PASSAGE PROVIDED:
Thursday, July 15, 2010

Book Release Party at Mac's Backs, 7/27/ 7pm : I Go to the Ruined Place (Philip Metres, Stacey Waite, Carolyne Wright)

Book Release poetry reading:
I Go to the Ruined Place: Contemporary Poems in Defense of Global Human Rights
Tuesday, July 27th at 7 p.m.
Mac's Backs Paperbacks
1820 Coventry Road, Cleveland Hts, OH 44118

I Go to the Ruined Place: Contemporary Poems in Defense of Global Human Rights is an astonishing new anthology featuring the work of a wide range of poets including Li Young Lee, Lois Red Elk, Martha Collins, Farnoosh Moshiri, Tamiko Beyer and Carolyn Forche.

Philip Metres (Cleveland), Stacey Waite (Pittsburgh) and Carolyne Wright (Seattle) will be at Mac's to read their poems and others from the collection.

Philip Metres is the recipient of the 2010 Cleveland Arts Prize for Emerging Artist in Literature. He has published several books including To See the Earth (CSU Press 2008) and edited Come Together Imagine Peace (Bottom Dog Press 2008). He is an active and engaged member of Cleveland's social justice community.

Stacey Waite teaches writing and gender studies at the University of Pittsbugh. She was honored with the Frank O'Hara Prize for Poetry in 2004 for her chapbook Choke.

Carolyne Wright has published numerous books, chapbooks and translations. Her most recent book is A Change of Maps (Lost Horse 2006). She has participated and taught at writing conferences, workshops and festivals throughout the country including Seattle's Bumbershoot, the Geraldine R. Dodge Festival, CSU's Imagination Conference and the Santa Fe Writers Conference.

I Go to the Ruined Place is published by Lost Horse Press and the editors statement is excerpted below:

"We drafted our call loosely: We are increasingly witness to torture, terrorisms and other violations of human rights at unprecedented degrees. What do our instincts tell us and what is our response to these violations? What is our vision of a future wherein human rights are not only respected but expanded?

Stored data entries:
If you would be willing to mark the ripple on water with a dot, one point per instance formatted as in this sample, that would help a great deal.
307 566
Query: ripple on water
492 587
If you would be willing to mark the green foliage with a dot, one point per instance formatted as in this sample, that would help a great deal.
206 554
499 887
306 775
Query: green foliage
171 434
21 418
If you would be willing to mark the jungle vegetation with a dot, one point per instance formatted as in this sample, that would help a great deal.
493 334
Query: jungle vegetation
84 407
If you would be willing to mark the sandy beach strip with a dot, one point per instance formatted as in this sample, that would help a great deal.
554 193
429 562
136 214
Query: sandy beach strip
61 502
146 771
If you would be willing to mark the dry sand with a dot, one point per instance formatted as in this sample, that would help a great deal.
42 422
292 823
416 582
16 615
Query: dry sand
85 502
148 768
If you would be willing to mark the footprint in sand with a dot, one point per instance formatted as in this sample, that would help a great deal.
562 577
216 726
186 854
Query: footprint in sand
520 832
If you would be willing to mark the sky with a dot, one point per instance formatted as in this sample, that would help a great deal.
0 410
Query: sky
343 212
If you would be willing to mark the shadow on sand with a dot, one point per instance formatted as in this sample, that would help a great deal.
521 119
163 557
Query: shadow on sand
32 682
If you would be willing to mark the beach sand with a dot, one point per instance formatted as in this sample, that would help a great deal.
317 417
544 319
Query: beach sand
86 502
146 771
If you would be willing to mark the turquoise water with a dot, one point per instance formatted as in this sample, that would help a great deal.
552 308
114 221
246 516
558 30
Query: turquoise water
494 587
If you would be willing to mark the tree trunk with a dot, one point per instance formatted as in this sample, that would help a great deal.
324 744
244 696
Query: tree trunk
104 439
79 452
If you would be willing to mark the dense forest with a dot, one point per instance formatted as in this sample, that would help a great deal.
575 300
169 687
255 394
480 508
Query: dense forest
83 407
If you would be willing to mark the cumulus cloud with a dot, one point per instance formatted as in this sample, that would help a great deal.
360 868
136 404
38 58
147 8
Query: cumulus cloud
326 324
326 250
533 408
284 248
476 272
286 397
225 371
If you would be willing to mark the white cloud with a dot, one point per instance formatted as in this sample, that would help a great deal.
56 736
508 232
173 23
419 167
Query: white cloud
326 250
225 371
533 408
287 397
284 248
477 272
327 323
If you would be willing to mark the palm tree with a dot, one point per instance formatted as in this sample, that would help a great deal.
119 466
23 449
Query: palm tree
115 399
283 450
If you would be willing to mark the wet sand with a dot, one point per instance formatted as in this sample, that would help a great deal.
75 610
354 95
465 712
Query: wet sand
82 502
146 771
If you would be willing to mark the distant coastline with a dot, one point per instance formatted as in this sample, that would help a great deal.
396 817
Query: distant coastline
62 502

QUESTIONS:
1/ From the book release announcement, extract the passage that runs from "Carolyne Wright has" up to and including "Fe Writers Conference.", copying it word for word.
2/ According to the book release announcement, which press publishes I Go to the Ruined Place?

SOLUTIONS PER TASK:
1/
Carolyne Wright has published numerous books, chapbooks and translations. Her most recent book is A Change of Maps (Lost Horse 2006). She has participated and taught at writing conferences, workshops and festivals throughout the country including Seattle's Bumbershoot, the Geraldine R. Dodge Festival, CSU's Imagination Conference and the Santa Fe Writers Conference.

2/ Lost Horse Press